Task A –
Please arrange the rows below as a Markdown table with the columns No. and Line, from the first line of the rows up to and including the line with "0,174,82,232". Number each line and leave out blank lines.
----
Day 12

Imitating What Is Good

from the 1, 2 & 3 John reading plan

3 John 1:1-15, Matthew 20:25-28, Hebrews 13:1-6

BY Amanda Bible Williams

“I’m being bullied.”

I’m ashamed to say I didn’t believe her at first. I know a good mother ought to give her daughter the benefit of the doubt when it comes to her word against the world’s, but my instinct was to push back anyway.

“Are you sure? What did he say exactly? What did he do exactly?

I peppered her with questions as we drove down our favorite winding road, our minivan pointed toward home. She held her ground, insisting a kid in her grade was mistreating her, via verbal insults and the occasional kick or shove when walking past. A few days and a few more reports later, my posture toward the tale quickly changed. I went from skeptical (“Oh, I’m sure he didn’t mean it”) to certain (“Tell me his name again, Imma call his mama”) REAL FAST. Someone was pushing my dear child around, and that was not okay.

Fortunately, my daughter, though thirty years my junior, handled the situation with more grace than I would have. She even informed me today that she and her nemesis are now becoming friends. Kids are awesome that way.

In his last letter to the church, this one addressed specifically to his friend Gaius, John gives one final contrast to highlight the truth of the gospel. He juxtaposes Gaius’s faithfulness to the gospel to a man named Diotrephes’s rejection of it.

Oh, Diotrephes was “in” the church. In fact, he fancied himself to be quite a powerful figure in the church—so powerful, he took it upon himself to decide who was in and who was out. Forget that whole “for God so loved the world” thing—Diotrephes had a better idea. He would welcome who he wanted to welcome, and he would push out who he wanted to push out (3John 10).

Bullies like Diotrephes often seem to get their way. They kick and shove and call names until their victims slink away, feeling defeated. Unfortunately for them, the gospel of Jesus Christ is not a power play. The biggest and baddest have no advantage here. The gospel calls us to surrender, to decrease so that Christ might increase (John 3:30).

The message of Christ does not need us to lord our power or position over others to intimidate them into belief. No, the gospel calls us to love and to service (Matthew 20:26). It invites us to stay the course, to walk in the light, one foot in front of the other (3John 4). Jesus is not a taskmaster who demands a ransom in exchange for our freedom. He Himself became our ransom; He is our freedom (Matthew 20:28).

I haven’t kicked anyone out of church lately (or ever), but I’ve played the part of Diotrephes in my own life. I’ve tried to twist the gospel into something that works for me, replacing biblical teachings that don’t fit my preferences with ones that do. But the gospel will not be rewritten. It is Truth, with a capital-T, immutable in its truthfulness and irreversible in its effect on those who believe it.

As we come to the end of John’s letters today, take to heart his encouragement and his earnest plea: “Dear friend, do not imitate what is evil, but what is good” (3John 11). Walk in Truth. Walk in light, imitating what is good as displayed by our Savior, Jesus Christ. Don’t mind the bullies. Whether they come dressed as self-appointed gatekeepers or as lies from inside your own head, they do not speak for God.
----
Task B –
List every Bible reference that the devotional on imitating what is good gives in parentheses.

Dataset excerpts –
----
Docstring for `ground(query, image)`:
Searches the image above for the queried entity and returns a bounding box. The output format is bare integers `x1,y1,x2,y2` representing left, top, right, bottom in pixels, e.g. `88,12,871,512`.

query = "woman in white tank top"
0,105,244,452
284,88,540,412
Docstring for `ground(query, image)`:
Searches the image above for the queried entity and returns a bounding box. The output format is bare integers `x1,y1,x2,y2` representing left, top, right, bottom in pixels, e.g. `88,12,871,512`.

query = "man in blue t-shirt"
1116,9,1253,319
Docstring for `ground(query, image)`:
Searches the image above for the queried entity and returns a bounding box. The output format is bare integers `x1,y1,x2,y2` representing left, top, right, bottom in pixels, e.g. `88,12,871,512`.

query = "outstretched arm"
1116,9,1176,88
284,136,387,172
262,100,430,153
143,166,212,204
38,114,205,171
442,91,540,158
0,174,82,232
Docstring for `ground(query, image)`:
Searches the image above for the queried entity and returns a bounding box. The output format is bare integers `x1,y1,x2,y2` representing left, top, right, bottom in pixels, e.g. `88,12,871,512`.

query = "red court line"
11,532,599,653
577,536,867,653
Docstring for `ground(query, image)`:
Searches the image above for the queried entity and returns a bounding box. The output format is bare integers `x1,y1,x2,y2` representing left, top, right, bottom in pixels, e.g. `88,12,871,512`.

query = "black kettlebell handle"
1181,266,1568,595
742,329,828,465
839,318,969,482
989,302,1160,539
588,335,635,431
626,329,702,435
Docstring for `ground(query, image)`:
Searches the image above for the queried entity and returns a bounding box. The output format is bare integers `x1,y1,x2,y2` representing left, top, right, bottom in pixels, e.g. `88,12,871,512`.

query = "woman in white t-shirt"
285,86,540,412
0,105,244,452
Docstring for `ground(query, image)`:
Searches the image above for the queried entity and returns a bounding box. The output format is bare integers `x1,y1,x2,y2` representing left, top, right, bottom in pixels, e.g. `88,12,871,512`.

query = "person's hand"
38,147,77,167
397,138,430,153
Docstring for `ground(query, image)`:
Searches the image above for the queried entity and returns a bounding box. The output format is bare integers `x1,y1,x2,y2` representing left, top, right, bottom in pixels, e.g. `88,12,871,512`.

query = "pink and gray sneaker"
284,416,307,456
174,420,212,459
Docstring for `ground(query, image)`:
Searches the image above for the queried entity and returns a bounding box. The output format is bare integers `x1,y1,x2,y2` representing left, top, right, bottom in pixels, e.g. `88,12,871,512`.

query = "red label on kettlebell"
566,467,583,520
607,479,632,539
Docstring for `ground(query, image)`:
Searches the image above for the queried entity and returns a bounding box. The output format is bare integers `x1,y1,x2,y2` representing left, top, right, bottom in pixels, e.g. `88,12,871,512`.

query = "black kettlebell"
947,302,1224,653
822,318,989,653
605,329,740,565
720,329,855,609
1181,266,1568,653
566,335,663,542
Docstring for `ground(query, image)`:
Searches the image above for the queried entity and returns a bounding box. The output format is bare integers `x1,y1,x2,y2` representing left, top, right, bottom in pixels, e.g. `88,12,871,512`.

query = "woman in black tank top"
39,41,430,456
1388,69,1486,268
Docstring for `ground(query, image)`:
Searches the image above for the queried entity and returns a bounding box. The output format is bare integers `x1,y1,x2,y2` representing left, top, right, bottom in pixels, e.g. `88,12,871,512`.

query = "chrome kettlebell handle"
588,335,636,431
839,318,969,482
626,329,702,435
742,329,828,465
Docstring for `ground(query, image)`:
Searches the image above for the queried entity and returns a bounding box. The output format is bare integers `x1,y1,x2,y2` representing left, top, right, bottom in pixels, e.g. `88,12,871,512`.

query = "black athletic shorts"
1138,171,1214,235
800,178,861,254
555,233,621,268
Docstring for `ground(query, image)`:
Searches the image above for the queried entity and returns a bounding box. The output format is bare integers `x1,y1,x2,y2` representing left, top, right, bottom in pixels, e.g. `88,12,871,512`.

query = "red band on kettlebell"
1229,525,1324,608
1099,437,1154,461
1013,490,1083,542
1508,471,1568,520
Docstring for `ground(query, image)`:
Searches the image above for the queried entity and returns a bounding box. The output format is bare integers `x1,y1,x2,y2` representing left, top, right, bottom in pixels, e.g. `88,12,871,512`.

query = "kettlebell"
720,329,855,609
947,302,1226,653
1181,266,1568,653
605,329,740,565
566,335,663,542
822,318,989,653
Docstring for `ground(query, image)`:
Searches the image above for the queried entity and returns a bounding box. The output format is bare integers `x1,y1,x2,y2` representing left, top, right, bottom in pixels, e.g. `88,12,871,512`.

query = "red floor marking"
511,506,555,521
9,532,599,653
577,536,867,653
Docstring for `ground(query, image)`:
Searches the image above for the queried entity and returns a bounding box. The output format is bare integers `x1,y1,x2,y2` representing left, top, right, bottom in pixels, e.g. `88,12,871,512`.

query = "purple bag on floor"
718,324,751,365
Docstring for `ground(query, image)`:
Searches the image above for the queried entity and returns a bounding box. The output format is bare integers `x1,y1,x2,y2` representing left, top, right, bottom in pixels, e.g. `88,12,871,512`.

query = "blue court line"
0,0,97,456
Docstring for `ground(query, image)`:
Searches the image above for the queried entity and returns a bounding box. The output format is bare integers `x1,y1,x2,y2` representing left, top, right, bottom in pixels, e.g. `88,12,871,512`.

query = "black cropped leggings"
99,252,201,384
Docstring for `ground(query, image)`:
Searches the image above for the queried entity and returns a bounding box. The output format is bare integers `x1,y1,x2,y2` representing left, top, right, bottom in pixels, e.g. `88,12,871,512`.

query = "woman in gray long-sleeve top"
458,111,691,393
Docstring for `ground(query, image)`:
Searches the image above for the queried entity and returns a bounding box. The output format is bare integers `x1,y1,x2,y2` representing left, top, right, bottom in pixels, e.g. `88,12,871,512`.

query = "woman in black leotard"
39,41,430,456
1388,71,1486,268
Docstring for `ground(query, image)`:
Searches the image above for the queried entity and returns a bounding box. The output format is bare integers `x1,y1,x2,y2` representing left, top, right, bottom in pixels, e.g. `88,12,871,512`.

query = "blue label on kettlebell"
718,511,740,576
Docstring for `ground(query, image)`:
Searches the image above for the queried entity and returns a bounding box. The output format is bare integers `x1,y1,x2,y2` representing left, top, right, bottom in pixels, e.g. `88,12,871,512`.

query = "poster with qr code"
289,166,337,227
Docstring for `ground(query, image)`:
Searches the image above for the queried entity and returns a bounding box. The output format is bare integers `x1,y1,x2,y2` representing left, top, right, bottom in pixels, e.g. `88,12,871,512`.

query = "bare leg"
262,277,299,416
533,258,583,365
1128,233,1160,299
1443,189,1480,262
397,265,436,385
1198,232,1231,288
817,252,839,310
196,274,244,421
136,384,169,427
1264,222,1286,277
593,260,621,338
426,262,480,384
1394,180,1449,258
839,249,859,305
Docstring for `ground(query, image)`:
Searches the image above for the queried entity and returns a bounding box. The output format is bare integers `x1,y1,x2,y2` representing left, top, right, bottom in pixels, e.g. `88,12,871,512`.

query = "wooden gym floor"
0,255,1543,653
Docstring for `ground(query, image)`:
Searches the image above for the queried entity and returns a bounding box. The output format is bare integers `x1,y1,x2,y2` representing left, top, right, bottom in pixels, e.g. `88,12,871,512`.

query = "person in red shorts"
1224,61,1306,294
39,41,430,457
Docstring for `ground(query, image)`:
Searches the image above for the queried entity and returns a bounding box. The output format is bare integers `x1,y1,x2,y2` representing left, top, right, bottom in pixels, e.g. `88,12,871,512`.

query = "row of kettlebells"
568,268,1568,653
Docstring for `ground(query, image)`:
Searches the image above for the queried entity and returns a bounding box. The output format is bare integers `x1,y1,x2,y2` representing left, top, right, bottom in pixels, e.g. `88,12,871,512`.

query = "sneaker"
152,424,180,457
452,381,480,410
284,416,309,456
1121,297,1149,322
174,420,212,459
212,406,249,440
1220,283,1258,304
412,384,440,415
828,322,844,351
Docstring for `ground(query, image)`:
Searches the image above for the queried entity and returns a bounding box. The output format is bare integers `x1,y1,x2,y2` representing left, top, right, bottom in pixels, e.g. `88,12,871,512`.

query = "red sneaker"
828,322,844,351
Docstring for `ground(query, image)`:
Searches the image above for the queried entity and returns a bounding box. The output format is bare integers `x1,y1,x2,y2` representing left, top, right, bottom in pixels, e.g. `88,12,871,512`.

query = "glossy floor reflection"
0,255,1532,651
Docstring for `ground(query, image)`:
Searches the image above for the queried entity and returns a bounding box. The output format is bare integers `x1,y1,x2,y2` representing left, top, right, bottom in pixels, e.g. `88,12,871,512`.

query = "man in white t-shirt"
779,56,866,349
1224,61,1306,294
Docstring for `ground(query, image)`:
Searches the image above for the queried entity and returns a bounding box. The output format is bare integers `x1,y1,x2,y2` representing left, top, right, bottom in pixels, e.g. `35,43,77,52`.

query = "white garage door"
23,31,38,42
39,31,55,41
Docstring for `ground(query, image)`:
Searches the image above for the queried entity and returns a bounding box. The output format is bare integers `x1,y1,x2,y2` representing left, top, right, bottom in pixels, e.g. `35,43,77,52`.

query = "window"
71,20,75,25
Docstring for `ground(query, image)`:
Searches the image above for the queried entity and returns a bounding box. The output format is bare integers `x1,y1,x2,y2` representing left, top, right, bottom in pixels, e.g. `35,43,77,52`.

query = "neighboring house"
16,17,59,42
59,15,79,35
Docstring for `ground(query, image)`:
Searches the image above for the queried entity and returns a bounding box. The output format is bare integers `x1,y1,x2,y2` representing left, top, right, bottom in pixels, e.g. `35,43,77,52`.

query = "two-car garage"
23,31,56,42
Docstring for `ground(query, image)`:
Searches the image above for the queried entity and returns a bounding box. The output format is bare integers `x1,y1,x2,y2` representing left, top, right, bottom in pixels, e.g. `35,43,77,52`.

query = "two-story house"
----
Written reply A –
| No. | Line |
|---|---|
| 1 | Docstring for `ground(query, image)`: |
| 2 | Searches the image above for the queried entity and returns a bounding box. The output format is bare integers `x1,y1,x2,y2` representing left, top, right, bottom in pixels, e.g. `88,12,871,512`. |
| 3 | query = "woman in white tank top" |
| 4 | 0,105,244,452 |
| 5 | 284,88,540,412 |
| 6 | Docstring for `ground(query, image)`: |
| 7 | Searches the image above for the queried entity and returns a bounding box. The output format is bare integers `x1,y1,x2,y2` representing left, top, right, bottom in pixels, e.g. `88,12,871,512`. |
| 8 | query = "man in blue t-shirt" |
| 9 | 1116,9,1253,319 |
| 10 | Docstring for `ground(query, image)`: |
| 11 | Searches the image above for the queried entity and returns a bounding box. The output format is bare integers `x1,y1,x2,y2` representing left, top, right, bottom in pixels, e.g. `88,12,871,512`. |
| 12 | query = "outstretched arm" |
| 13 | 1116,9,1176,88 |
| 14 | 284,136,387,172 |
| 15 | 262,100,430,153 |
| 16 | 143,166,212,204 |
| 17 | 38,114,205,171 |
| 18 | 442,91,540,158 |
| 19 | 0,174,82,232 |

Written reply B –
- 3John 10
- John 3:30
- Matthew 20:26
- 3John 4
- Matthew 20:28
- 3John 11